◆ AIM ◆
Arrange each line of the rows below as a Markdown table with the columns "Line No." and "Content," numbering the lines in order and omitting any blank ones.

(Shape boundary rows)

---+---

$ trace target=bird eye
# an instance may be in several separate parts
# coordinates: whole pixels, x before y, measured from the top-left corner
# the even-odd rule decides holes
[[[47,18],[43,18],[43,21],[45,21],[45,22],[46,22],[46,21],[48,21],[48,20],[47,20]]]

---+---

◆ TASK RESULT ◆
| Line No. | Content |
|---|---|
| 1 | $ trace target=bird eye |
| 2 | # an instance may be in several separate parts |
| 3 | # coordinates: whole pixels, x before y, measured from the top-left corner |
| 4 | # the even-odd rule decides holes |
| 5 | [[[47,18],[43,18],[43,21],[45,21],[45,22],[46,22],[46,21],[48,21],[48,20],[47,20]]] |